Excerpt from a dataset:
## start
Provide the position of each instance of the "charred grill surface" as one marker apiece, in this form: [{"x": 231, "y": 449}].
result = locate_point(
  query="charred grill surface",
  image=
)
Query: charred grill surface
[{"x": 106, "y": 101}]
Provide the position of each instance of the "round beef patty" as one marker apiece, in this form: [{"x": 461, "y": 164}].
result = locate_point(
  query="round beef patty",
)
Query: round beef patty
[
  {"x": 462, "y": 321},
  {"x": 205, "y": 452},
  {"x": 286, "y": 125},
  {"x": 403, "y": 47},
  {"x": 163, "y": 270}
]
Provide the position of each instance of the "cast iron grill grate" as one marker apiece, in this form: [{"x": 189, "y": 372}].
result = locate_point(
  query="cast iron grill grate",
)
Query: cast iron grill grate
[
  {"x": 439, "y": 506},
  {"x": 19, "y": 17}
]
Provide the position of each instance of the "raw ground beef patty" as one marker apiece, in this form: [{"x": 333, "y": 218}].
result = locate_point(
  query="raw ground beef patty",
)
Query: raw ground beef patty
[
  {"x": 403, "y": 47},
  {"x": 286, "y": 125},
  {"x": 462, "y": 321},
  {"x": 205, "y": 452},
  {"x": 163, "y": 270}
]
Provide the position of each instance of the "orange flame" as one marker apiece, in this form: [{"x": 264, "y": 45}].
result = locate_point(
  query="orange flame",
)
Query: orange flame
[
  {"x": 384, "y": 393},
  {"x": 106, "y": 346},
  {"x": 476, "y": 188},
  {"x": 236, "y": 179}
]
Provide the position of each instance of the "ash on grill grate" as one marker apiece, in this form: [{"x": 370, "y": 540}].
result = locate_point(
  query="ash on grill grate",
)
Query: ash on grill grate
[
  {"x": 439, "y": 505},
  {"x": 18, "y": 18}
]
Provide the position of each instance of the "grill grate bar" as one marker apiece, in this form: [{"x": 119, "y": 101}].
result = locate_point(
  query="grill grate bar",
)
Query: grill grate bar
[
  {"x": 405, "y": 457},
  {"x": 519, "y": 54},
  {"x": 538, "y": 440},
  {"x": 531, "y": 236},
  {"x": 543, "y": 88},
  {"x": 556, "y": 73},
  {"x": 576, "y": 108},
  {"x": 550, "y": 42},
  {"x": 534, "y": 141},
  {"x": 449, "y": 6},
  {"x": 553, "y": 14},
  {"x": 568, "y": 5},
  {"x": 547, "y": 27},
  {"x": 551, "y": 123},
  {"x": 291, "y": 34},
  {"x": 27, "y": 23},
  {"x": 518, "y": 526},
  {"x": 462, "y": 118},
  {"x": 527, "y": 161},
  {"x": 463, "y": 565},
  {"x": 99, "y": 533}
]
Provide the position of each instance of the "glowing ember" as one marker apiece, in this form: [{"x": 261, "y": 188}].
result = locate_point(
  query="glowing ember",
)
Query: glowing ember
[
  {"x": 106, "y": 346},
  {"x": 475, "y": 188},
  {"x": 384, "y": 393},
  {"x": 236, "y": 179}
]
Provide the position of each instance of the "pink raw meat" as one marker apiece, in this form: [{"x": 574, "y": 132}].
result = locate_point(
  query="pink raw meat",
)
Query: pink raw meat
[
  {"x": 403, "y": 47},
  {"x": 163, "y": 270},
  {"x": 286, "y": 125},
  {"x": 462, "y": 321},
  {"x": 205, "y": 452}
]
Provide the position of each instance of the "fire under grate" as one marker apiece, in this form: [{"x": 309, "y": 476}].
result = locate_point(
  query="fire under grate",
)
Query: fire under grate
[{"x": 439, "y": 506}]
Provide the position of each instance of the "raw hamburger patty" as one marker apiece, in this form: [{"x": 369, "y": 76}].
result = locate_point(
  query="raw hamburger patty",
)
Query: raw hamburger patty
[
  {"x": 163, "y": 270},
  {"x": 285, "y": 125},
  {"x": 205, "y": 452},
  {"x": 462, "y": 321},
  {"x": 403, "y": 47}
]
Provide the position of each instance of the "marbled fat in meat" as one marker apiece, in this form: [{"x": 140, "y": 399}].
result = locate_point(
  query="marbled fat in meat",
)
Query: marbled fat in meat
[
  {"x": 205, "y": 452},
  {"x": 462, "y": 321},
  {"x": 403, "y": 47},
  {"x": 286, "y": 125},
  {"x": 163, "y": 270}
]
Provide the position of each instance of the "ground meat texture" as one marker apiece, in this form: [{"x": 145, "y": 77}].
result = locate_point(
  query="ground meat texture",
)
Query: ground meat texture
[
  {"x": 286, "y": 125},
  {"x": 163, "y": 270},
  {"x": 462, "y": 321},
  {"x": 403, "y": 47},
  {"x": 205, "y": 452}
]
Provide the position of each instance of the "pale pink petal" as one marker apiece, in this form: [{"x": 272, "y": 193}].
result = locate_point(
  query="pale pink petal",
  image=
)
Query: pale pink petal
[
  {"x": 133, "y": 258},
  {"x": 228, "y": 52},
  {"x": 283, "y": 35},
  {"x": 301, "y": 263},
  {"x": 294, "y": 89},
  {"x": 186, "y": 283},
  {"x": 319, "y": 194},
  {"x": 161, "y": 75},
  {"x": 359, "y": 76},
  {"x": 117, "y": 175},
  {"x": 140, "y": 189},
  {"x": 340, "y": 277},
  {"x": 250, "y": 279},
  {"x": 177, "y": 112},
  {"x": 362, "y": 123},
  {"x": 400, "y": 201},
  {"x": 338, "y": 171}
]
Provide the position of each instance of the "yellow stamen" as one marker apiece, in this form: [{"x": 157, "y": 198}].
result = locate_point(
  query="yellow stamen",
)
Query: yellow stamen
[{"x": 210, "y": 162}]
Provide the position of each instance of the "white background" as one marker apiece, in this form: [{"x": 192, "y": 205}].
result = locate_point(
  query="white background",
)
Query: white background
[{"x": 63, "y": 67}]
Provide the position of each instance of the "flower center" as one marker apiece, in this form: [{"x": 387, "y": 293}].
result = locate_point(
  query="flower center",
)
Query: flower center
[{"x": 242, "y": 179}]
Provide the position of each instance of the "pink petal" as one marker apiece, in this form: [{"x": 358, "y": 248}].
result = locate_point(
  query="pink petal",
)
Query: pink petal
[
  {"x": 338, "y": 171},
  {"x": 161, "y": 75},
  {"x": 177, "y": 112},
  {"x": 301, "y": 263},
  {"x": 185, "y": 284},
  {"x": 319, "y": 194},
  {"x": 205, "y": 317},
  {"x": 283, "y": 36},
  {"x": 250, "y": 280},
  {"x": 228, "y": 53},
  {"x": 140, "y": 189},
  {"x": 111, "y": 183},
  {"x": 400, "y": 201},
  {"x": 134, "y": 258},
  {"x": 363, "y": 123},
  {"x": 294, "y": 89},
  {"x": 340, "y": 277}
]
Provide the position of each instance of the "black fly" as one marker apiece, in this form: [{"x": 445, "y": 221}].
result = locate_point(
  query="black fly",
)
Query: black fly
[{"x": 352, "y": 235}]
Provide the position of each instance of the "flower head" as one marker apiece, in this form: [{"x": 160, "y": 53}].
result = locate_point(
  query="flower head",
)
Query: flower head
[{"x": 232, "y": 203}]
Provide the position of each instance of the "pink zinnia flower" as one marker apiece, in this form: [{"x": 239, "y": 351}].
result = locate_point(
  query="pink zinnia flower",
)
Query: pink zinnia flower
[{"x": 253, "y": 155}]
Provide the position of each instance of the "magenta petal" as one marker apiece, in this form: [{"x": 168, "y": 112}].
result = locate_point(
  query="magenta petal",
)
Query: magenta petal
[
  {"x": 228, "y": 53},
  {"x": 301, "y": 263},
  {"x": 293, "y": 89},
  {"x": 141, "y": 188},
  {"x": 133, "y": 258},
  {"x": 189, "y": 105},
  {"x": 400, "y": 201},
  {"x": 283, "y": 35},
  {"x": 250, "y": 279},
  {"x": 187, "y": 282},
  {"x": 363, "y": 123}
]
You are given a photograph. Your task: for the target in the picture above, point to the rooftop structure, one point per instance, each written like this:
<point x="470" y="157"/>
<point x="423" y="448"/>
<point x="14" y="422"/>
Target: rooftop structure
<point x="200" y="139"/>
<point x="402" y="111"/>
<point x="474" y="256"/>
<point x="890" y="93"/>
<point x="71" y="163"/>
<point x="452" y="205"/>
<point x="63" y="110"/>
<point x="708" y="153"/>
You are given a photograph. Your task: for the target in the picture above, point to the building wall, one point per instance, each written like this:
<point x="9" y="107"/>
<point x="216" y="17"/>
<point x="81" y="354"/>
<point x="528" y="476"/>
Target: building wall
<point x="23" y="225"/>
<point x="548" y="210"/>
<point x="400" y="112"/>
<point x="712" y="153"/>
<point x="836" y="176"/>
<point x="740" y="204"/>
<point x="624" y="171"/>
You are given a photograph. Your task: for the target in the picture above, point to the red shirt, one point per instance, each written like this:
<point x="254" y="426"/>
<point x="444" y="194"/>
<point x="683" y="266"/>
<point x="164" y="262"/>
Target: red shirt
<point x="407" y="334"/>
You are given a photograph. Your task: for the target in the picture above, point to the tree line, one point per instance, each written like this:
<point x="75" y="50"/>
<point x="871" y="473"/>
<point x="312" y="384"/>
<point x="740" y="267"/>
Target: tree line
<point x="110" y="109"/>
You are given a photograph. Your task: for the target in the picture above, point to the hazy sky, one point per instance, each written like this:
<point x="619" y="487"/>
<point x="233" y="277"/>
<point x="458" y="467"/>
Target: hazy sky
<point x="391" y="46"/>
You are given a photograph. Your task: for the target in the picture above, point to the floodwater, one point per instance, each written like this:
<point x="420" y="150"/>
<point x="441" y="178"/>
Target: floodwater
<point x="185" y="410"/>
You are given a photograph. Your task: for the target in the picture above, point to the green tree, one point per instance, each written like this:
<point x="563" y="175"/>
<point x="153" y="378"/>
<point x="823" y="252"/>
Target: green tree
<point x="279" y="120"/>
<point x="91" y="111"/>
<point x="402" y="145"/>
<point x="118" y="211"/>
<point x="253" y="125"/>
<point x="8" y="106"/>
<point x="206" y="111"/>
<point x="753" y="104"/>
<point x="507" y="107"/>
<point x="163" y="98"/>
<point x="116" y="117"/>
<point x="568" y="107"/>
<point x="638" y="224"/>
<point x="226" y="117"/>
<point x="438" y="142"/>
## end
What you should do:
Convert everything from the line containing "to the tree" down to the last line into a Markdown table with the columns "No." and "Text". Number each row and leave out blank lines.

Reply to the exercise:
| No. | Text |
|---|---|
| 1 | You are given a photograph. Your task: for the target in the picture above, point to the tree line, one point per instance, each written like this: |
| 2 | <point x="75" y="50"/> |
| 3 | <point x="871" y="473"/> |
| 4 | <point x="312" y="384"/> |
| 5 | <point x="740" y="267"/> |
| 6 | Target: tree line |
| 7 | <point x="110" y="109"/> |
| 8 | You are given a photograph. Your task: for the target in the picture above, point to the hazy sky, one point per instance, each written like this: |
| 9 | <point x="619" y="487"/> |
| 10 | <point x="233" y="277"/> |
| 11 | <point x="458" y="467"/> |
| 12 | Target: hazy sky |
| 13 | <point x="391" y="46"/> |
| 14 | You are given a photograph. Your task: for the target in the picture above, point to the floodwater, one point per instance, each written like this: |
| 15 | <point x="420" y="150"/> |
| 16 | <point x="441" y="178"/> |
| 17 | Target: floodwater |
| 18 | <point x="185" y="410"/> |
| 19 | You are given a photograph. Your task: for the target in the picture above, point to the green tree, one point per instance, each written like this: |
| 20 | <point x="563" y="175"/> |
| 21 | <point x="153" y="378"/> |
| 22 | <point x="823" y="252"/> |
| 23 | Target: green tree |
| 24 | <point x="279" y="120"/> |
| 25 | <point x="91" y="111"/> |
| 26 | <point x="402" y="145"/> |
| 27 | <point x="118" y="211"/> |
| 28 | <point x="253" y="125"/> |
| 29 | <point x="8" y="106"/> |
| 30 | <point x="206" y="111"/> |
| 31 | <point x="753" y="104"/> |
| 32 | <point x="507" y="107"/> |
| 33 | <point x="163" y="98"/> |
| 34 | <point x="116" y="117"/> |
| 35 | <point x="568" y="107"/> |
| 36 | <point x="638" y="224"/> |
| 37 | <point x="226" y="117"/> |
| 38 | <point x="438" y="142"/> |